§ **Task input**:
****************************************
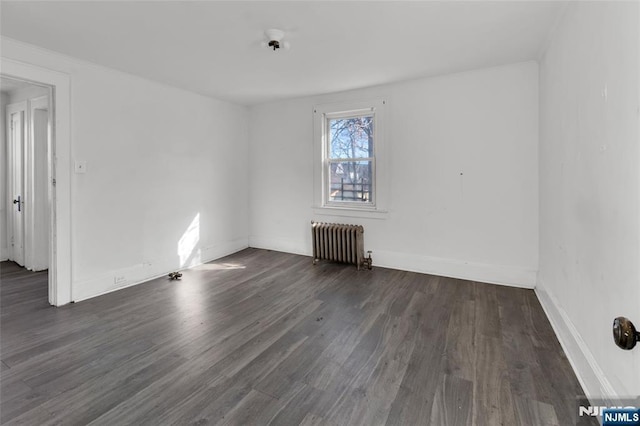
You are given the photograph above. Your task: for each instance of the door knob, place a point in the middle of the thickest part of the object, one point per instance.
(624, 333)
(18, 202)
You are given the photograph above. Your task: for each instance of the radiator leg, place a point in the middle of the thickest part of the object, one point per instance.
(369, 260)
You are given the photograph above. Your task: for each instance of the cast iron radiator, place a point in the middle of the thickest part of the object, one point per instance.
(340, 243)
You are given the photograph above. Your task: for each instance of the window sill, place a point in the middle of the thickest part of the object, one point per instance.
(351, 212)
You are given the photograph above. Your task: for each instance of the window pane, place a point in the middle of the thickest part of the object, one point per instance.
(351, 181)
(351, 137)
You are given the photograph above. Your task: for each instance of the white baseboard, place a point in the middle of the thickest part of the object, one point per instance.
(137, 274)
(279, 244)
(593, 381)
(454, 268)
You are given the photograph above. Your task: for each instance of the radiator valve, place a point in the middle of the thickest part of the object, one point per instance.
(368, 261)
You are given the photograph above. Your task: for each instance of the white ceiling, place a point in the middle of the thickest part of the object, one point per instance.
(214, 47)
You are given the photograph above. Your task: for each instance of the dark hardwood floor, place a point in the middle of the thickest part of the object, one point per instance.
(262, 337)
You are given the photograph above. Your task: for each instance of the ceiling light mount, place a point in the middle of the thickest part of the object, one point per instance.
(274, 39)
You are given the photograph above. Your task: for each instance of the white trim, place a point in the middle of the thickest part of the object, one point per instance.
(60, 269)
(591, 377)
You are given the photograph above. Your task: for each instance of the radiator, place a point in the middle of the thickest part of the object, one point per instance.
(340, 243)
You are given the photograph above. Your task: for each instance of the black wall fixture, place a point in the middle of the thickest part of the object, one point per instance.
(624, 333)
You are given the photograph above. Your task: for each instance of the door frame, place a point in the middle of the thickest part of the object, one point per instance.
(59, 165)
(10, 170)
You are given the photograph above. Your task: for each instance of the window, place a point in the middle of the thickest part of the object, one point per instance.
(349, 143)
(350, 160)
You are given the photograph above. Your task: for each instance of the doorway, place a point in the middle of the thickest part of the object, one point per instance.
(59, 83)
(27, 190)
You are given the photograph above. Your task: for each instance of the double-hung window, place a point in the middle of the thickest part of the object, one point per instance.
(350, 143)
(350, 160)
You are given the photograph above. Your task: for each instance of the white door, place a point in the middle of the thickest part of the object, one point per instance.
(16, 144)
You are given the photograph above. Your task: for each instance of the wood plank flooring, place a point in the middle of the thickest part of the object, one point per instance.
(262, 337)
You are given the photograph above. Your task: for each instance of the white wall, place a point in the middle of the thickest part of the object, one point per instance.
(482, 225)
(30, 92)
(589, 188)
(166, 181)
(4, 100)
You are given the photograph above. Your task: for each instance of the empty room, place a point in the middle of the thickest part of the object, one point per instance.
(320, 212)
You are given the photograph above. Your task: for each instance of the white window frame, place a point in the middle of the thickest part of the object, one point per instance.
(322, 202)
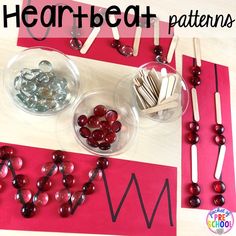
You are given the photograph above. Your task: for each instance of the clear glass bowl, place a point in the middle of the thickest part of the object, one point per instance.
(127, 115)
(126, 86)
(41, 80)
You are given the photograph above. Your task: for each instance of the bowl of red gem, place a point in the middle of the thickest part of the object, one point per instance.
(102, 127)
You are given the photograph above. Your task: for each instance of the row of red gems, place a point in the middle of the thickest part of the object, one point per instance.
(193, 138)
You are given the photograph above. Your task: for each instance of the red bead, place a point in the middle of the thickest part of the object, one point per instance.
(68, 181)
(28, 210)
(194, 126)
(44, 184)
(195, 81)
(219, 187)
(20, 181)
(194, 189)
(158, 50)
(88, 188)
(65, 209)
(58, 157)
(220, 139)
(111, 116)
(82, 120)
(110, 137)
(219, 200)
(219, 129)
(116, 126)
(84, 132)
(93, 122)
(92, 142)
(104, 146)
(97, 135)
(99, 110)
(102, 163)
(194, 201)
(116, 43)
(196, 70)
(193, 137)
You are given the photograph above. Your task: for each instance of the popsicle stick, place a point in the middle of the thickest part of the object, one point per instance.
(220, 161)
(218, 108)
(197, 49)
(90, 40)
(156, 32)
(195, 104)
(194, 164)
(137, 38)
(115, 30)
(172, 48)
(171, 84)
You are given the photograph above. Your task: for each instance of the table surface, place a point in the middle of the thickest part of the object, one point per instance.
(14, 124)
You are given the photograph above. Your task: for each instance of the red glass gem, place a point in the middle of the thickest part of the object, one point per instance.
(102, 163)
(111, 116)
(99, 110)
(104, 146)
(194, 201)
(219, 200)
(158, 50)
(44, 184)
(92, 142)
(82, 120)
(219, 129)
(58, 157)
(84, 132)
(116, 43)
(125, 50)
(193, 137)
(194, 189)
(196, 70)
(68, 181)
(20, 181)
(88, 188)
(110, 137)
(93, 122)
(28, 210)
(219, 187)
(194, 126)
(195, 81)
(116, 126)
(97, 135)
(220, 139)
(65, 209)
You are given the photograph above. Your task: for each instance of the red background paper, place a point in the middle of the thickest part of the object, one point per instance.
(94, 215)
(101, 48)
(207, 149)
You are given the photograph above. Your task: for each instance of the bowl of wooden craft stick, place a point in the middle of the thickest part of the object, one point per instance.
(159, 91)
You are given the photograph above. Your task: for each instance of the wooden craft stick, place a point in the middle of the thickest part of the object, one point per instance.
(137, 38)
(195, 104)
(194, 163)
(171, 84)
(90, 40)
(220, 161)
(218, 108)
(172, 48)
(115, 30)
(160, 107)
(197, 50)
(156, 32)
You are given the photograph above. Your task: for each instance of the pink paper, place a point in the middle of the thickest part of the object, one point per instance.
(207, 149)
(101, 48)
(133, 198)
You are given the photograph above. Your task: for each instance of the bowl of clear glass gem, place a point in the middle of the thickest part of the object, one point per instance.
(42, 80)
(158, 92)
(101, 127)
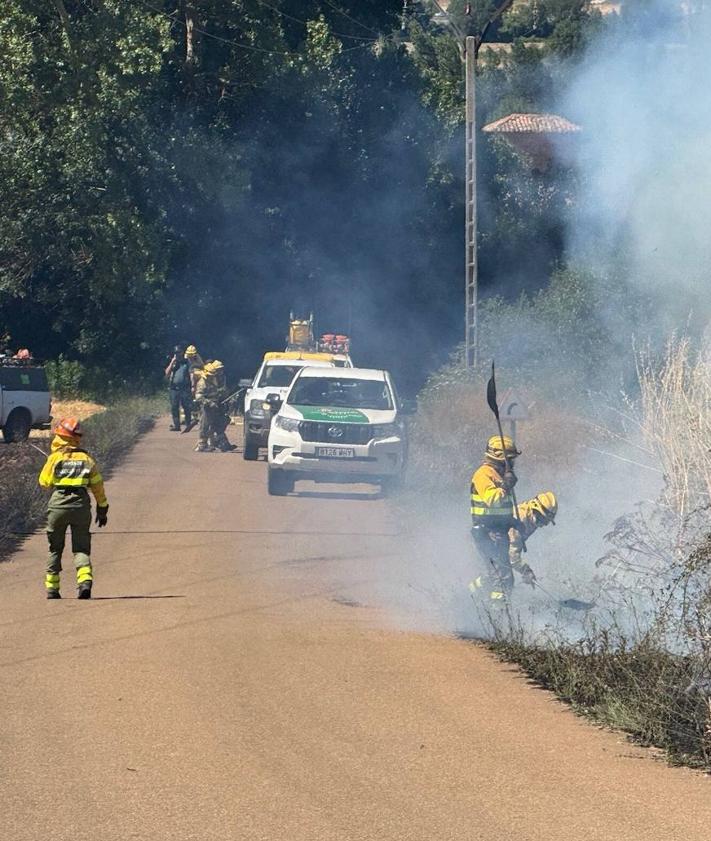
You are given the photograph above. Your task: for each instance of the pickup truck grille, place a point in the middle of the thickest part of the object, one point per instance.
(351, 433)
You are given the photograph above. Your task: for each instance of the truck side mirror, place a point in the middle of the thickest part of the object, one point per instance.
(408, 407)
(274, 401)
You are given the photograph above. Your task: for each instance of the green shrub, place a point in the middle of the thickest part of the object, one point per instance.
(109, 435)
(66, 377)
(638, 687)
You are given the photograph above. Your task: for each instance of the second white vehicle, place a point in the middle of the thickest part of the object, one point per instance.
(337, 425)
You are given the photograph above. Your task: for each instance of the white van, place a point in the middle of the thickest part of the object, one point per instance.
(24, 400)
(338, 425)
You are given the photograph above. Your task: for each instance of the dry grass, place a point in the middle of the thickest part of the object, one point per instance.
(676, 404)
(80, 409)
(453, 423)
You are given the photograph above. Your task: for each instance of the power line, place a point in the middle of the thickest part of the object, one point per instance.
(249, 47)
(303, 22)
(348, 17)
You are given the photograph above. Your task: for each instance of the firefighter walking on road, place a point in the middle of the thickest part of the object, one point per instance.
(210, 394)
(179, 374)
(70, 472)
(492, 510)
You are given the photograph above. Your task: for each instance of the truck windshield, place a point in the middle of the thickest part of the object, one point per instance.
(348, 393)
(278, 376)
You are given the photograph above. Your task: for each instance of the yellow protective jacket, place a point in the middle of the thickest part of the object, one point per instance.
(68, 467)
(521, 532)
(210, 389)
(491, 503)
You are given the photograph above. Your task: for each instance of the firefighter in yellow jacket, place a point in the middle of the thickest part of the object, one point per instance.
(493, 516)
(70, 472)
(532, 515)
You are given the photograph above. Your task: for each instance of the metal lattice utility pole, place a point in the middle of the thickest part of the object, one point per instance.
(470, 233)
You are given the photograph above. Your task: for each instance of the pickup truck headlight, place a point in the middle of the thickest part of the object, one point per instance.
(256, 408)
(287, 424)
(386, 430)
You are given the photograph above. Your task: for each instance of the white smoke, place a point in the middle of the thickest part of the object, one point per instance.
(642, 99)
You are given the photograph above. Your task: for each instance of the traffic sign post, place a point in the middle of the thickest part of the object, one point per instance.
(513, 409)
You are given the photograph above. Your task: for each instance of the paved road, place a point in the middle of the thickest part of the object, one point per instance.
(225, 686)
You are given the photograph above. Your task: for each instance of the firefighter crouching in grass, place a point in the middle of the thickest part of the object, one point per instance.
(492, 510)
(70, 472)
(210, 395)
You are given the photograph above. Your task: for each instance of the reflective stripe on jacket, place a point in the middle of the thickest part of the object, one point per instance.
(68, 466)
(517, 535)
(491, 503)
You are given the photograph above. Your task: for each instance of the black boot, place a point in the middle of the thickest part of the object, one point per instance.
(84, 590)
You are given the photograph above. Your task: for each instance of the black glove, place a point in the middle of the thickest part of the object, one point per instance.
(528, 575)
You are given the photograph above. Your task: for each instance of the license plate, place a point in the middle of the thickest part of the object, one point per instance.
(335, 452)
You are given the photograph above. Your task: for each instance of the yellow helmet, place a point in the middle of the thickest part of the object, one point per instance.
(545, 504)
(214, 367)
(493, 448)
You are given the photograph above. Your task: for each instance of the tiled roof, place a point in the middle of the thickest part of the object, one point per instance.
(532, 124)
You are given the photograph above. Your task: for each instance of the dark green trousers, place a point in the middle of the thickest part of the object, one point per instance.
(79, 521)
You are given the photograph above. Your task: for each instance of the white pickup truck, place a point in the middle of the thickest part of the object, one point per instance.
(24, 400)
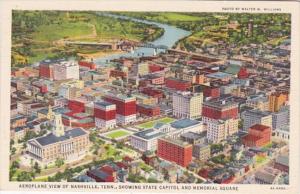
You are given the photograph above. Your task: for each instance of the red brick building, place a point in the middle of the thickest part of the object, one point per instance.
(219, 110)
(282, 163)
(153, 92)
(178, 84)
(76, 105)
(125, 107)
(243, 74)
(46, 71)
(148, 110)
(100, 176)
(87, 64)
(105, 114)
(155, 68)
(118, 73)
(175, 151)
(211, 91)
(258, 136)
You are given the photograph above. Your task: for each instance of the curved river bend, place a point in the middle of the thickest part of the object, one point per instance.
(169, 38)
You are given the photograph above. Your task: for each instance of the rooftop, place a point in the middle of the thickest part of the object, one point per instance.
(193, 135)
(260, 127)
(149, 134)
(184, 123)
(177, 142)
(51, 138)
(283, 159)
(219, 75)
(103, 103)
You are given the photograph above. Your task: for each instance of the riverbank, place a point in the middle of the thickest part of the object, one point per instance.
(99, 54)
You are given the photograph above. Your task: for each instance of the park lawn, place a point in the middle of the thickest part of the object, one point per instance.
(260, 159)
(117, 134)
(63, 30)
(145, 167)
(151, 124)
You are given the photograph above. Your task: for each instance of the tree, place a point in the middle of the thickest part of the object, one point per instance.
(15, 164)
(59, 162)
(12, 142)
(24, 176)
(37, 167)
(13, 150)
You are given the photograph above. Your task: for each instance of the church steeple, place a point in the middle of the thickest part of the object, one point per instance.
(50, 114)
(58, 128)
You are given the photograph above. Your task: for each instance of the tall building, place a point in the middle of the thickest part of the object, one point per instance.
(281, 118)
(250, 28)
(105, 114)
(258, 102)
(252, 117)
(216, 109)
(59, 144)
(258, 136)
(177, 84)
(46, 70)
(141, 69)
(146, 140)
(187, 105)
(277, 100)
(125, 108)
(66, 70)
(175, 150)
(218, 130)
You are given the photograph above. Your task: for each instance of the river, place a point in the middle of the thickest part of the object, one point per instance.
(169, 38)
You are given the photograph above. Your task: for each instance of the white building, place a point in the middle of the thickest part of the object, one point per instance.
(146, 140)
(252, 117)
(218, 130)
(105, 115)
(66, 70)
(187, 105)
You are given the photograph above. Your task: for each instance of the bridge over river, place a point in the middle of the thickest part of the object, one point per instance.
(117, 45)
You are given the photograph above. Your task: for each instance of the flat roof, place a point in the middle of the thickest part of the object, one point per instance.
(149, 134)
(193, 135)
(184, 123)
(176, 141)
(51, 138)
(219, 75)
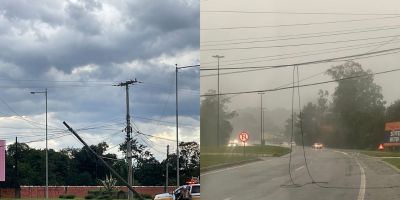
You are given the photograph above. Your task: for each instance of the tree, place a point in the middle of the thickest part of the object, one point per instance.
(358, 107)
(393, 112)
(209, 120)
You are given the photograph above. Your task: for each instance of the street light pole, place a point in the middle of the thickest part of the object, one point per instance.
(218, 136)
(177, 123)
(261, 117)
(47, 150)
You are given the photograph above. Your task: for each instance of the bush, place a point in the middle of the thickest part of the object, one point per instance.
(94, 192)
(70, 196)
(105, 197)
(90, 196)
(147, 196)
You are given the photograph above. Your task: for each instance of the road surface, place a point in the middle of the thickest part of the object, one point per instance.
(342, 174)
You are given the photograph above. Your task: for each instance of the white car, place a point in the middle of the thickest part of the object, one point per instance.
(194, 191)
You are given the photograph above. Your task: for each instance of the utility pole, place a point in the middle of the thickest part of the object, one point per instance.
(16, 168)
(218, 134)
(262, 121)
(177, 130)
(47, 149)
(177, 119)
(128, 133)
(166, 173)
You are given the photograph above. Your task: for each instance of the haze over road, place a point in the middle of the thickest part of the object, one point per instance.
(344, 175)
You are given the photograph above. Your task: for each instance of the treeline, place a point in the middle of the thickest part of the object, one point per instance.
(77, 166)
(354, 116)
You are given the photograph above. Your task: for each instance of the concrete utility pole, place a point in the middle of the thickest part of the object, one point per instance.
(177, 122)
(166, 173)
(177, 119)
(47, 149)
(262, 120)
(16, 169)
(218, 122)
(128, 134)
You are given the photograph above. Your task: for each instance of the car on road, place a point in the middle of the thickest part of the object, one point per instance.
(193, 188)
(317, 146)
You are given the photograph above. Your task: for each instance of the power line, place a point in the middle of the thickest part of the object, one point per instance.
(334, 33)
(315, 34)
(298, 44)
(301, 54)
(293, 13)
(306, 85)
(299, 24)
(306, 63)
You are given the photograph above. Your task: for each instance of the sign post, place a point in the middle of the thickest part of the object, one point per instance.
(392, 135)
(244, 136)
(2, 160)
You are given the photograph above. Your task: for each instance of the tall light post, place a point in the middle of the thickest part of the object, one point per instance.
(177, 120)
(47, 155)
(218, 136)
(262, 120)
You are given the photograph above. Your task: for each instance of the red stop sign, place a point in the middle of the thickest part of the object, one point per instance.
(243, 136)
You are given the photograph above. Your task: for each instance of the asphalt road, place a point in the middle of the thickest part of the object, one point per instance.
(339, 174)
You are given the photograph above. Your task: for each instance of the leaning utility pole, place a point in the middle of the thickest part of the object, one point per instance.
(16, 169)
(128, 133)
(166, 173)
(218, 135)
(131, 189)
(262, 121)
(177, 122)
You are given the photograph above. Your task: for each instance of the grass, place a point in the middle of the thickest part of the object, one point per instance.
(219, 156)
(214, 160)
(250, 150)
(381, 153)
(393, 161)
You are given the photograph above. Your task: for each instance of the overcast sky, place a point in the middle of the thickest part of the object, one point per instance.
(263, 33)
(78, 50)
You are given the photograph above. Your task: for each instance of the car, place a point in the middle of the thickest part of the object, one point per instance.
(317, 146)
(193, 188)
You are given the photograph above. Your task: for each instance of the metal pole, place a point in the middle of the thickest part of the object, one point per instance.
(218, 104)
(16, 168)
(177, 132)
(166, 173)
(47, 155)
(261, 120)
(128, 143)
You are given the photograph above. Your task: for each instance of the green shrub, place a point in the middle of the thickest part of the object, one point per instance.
(70, 196)
(94, 192)
(147, 196)
(90, 196)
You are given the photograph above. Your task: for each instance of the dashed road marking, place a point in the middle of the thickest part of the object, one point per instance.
(299, 168)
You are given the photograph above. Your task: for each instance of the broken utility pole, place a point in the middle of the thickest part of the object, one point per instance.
(104, 162)
(128, 132)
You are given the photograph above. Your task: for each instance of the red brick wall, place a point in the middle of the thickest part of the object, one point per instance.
(7, 193)
(79, 191)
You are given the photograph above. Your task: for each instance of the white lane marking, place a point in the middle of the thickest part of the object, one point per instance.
(299, 168)
(363, 181)
(230, 168)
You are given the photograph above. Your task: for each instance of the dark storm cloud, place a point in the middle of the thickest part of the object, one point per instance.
(70, 34)
(114, 40)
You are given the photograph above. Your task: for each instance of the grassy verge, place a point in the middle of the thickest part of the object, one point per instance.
(213, 157)
(381, 153)
(250, 150)
(393, 161)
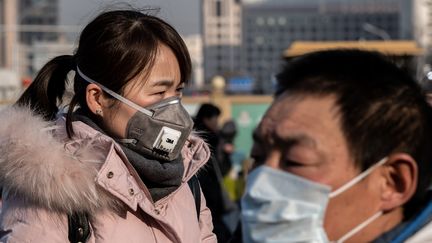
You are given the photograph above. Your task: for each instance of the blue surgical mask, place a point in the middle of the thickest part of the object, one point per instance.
(282, 207)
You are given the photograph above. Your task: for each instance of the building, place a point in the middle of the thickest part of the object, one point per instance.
(38, 13)
(8, 37)
(221, 31)
(270, 26)
(422, 10)
(194, 45)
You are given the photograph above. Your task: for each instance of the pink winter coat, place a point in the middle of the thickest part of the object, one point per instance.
(45, 175)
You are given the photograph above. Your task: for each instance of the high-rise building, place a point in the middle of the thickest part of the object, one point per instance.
(270, 26)
(38, 12)
(221, 31)
(8, 37)
(194, 45)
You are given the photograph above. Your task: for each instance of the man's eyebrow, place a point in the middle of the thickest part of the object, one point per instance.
(295, 139)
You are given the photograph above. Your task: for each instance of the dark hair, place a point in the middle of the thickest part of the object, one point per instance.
(383, 110)
(113, 49)
(207, 110)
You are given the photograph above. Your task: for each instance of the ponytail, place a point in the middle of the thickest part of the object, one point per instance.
(47, 90)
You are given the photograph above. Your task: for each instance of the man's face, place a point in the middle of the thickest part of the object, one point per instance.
(303, 136)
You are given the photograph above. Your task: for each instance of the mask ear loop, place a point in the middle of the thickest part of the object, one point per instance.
(359, 227)
(115, 95)
(357, 179)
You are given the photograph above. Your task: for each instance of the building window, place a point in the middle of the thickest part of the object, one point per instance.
(218, 8)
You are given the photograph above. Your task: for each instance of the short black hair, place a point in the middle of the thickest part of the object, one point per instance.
(383, 110)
****************************************
§ **Task goal**: Set down exactly the lines of the material above from the one with "the ponytail, place" through the end. Include both ends and nothing else.

§ **Task response**:
You are given the photograph above. Your task: for each instance of the ponytail, place a point in the middle of the thickest part of the object, one point per instance.
(47, 90)
You are given the photograph above. Your task: for each instance of the man's face, place a point in the middle of the thickest part of the object, one point per instance.
(303, 136)
You are given the photograph above. Your task: for each instance of the mask ear loop, place a point in the middle of the thickest part of the object, one point per instance.
(359, 227)
(115, 95)
(357, 179)
You are given the photograph above. Your task: for each instance of the building window, place a point in the middle of the thickest part of the object, one point per instance.
(218, 8)
You are given the photograph above. Your task: for each instance of the short black hair, place a point in the middle of the thickest part of the object, one point per instance.
(383, 110)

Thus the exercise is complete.